--- Start of SUPPLIED ENTRIES ---

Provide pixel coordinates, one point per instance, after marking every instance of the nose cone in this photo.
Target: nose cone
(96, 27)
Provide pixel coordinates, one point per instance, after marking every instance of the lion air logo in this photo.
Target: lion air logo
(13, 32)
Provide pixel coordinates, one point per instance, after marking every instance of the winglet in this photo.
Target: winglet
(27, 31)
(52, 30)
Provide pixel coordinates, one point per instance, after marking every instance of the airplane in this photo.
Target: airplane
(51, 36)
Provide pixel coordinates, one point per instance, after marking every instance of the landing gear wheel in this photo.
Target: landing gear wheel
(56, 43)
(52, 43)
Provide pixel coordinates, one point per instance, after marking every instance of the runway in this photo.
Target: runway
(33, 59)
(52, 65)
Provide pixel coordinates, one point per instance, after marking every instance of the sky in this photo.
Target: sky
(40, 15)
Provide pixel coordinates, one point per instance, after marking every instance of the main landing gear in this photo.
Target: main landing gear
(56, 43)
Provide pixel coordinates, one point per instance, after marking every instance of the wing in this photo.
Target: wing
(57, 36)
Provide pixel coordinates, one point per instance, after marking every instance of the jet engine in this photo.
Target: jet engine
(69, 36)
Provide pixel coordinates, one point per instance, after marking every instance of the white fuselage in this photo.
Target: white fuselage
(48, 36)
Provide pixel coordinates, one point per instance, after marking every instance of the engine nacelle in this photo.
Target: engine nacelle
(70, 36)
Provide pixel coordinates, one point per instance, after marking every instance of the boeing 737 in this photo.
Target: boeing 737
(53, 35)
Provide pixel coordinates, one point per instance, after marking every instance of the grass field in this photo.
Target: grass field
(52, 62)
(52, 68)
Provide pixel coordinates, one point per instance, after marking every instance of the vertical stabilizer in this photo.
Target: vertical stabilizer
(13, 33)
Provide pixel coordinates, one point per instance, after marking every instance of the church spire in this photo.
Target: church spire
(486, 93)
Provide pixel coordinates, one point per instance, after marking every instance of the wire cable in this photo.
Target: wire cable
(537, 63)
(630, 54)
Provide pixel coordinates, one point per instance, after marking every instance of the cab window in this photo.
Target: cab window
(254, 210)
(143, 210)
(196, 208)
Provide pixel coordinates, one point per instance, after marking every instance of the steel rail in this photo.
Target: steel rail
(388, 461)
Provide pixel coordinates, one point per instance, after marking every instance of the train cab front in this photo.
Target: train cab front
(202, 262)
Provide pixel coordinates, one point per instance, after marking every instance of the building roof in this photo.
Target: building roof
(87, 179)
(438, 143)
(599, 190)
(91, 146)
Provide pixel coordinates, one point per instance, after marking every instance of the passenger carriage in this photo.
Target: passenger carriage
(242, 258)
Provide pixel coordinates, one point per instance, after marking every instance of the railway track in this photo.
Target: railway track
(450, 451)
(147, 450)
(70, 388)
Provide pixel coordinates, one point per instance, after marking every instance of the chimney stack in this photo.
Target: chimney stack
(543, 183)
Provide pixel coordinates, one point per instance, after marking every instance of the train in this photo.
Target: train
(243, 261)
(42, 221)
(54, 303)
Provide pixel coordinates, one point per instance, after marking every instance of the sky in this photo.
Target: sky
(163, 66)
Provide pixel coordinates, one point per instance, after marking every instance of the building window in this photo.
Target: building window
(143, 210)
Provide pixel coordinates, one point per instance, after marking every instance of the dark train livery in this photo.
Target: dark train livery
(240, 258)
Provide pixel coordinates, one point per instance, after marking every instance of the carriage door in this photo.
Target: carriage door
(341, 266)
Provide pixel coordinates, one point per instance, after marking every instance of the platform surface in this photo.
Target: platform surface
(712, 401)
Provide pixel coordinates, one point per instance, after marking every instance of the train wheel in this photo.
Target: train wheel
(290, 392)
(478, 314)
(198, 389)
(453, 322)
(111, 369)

--- End of SUPPLIED ENTRIES ---

**WHAT IS REQUIRED**. Write out every line of the records exactly.

**REPLY TO THE EXERCISE**.
Provide pixel coordinates, one point per instance, after marking every instance of the nose cone in this photo.
Target: nose cone
(96, 27)
Provide pixel coordinates, one point per instance, after marking every instance of the lion air logo in this photo.
Target: lion air logo
(13, 32)
Provide pixel coordinates, one point per instance, after marking every instance of the winglet in this photo.
Target: winglet
(27, 31)
(52, 30)
Provide pixel coordinates, one point per instance, after marking every instance of the airplane in this photo.
Target: airplane
(51, 36)
Provide pixel coordinates, one point per instance, after marking every instance of the landing gear wheel in this photo.
Target: landing gear wheel
(56, 43)
(52, 43)
Provide pixel coordinates, one point per instance, after marking every instance of the runway in this photo.
Target: runway
(33, 59)
(52, 65)
Provide pixel coordinates, one point per instance, after marking every instance of the sky in this photo.
Target: sky
(40, 15)
Provide pixel coordinates, one point per instance, after marking every instance of the main landing gear in this photo.
Target: main landing gear
(56, 43)
Provide pixel coordinates, one point per instance, after marking every instance of the wing in this photo.
Target: wing
(57, 36)
Provide pixel coordinates, one point per instance, after marking every instance of the jet engine in this photo.
Target: jet engine
(69, 36)
Provide pixel coordinates, one point per instance, after marking every instance of the white fuselage in this photo.
Target: white fuselage
(48, 36)
Provide pixel coordinates, one point per instance, after marking every instance of the engine nacelle in this photo.
Target: engine nacelle
(70, 36)
Provide pixel coordinates, one point per instance, after marking every instance of the boeing 737 in this photo.
Target: boeing 737
(53, 35)
Provide pixel coordinates, one point per instance, after marking every instance of the grass field in this photo.
Target: grass field
(52, 62)
(52, 68)
Provide pixel coordinates, one point per instance, after marking every instance of the vertical stabilizer in this photo.
Target: vertical stabilizer
(13, 33)
Provide pixel coordinates, one point per instance, after marking every instance of the church spire in this photo.
Target: church spire
(486, 93)
Provide pixel coordinates, one point per instance, after marking every instance of the wire cable in this photo.
Target: wire cable
(537, 63)
(630, 54)
Provide pixel coordinates, one point per instance, after marking every instance of the cab window in this photo.
Target: cab window
(254, 210)
(143, 210)
(196, 208)
Provide pixel coordinates, one point per instance, after marking every instance of the steel rail in this photo.
Target: steel rail
(388, 461)
Provide pixel coordinates, one point per instance, after marking every instance of the train cab front in this photo.
Target: train cab front
(202, 262)
Provide pixel coordinates, one point per instance, after marking every instance of the building roof in this photo.
Target: building roof
(87, 179)
(438, 143)
(599, 190)
(91, 146)
Provide pixel coordinates, one point per instance, after marking every instance of the passenger carriage in this photo.
Target: passenger carriage
(242, 258)
Provide pixel coordinates, one point per instance, after marking every instance of the railway track in this photo.
Target: railway track
(450, 451)
(147, 450)
(70, 388)
Provide pixel coordinates, one point per instance, after marking every instance of the chimney stack in this photo.
Target: chimney stack
(543, 183)
Provide pixel coordinates, one point per instance, after marking every instance of the train in this photo.
Target: train
(243, 261)
(42, 221)
(54, 303)
Provide pixel coordinates, one point per instance, after marking every instance of the sky in this photo.
Target: sky
(163, 66)
Provide pixel coordinates, one point per instance, after marking every instance of the building window in this photo.
Target: building window
(143, 210)
Provide pixel coordinates, one point per instance, after marking every instance of the dark train livery in this photo.
Target: dark train livery
(240, 258)
Provide pixel coordinates, one point per instance, after marking every instance of the carriage door in this photo.
Target: carriage door
(341, 266)
Provide pixel coordinates, one point per instance, after marking every instance of the platform surface in this photo.
Target: platform surface
(712, 401)
Provide pixel coordinates, one point per instance, after marking every instance of the train wheel in this photo.
Target: train wheel
(290, 392)
(478, 314)
(198, 389)
(453, 322)
(111, 369)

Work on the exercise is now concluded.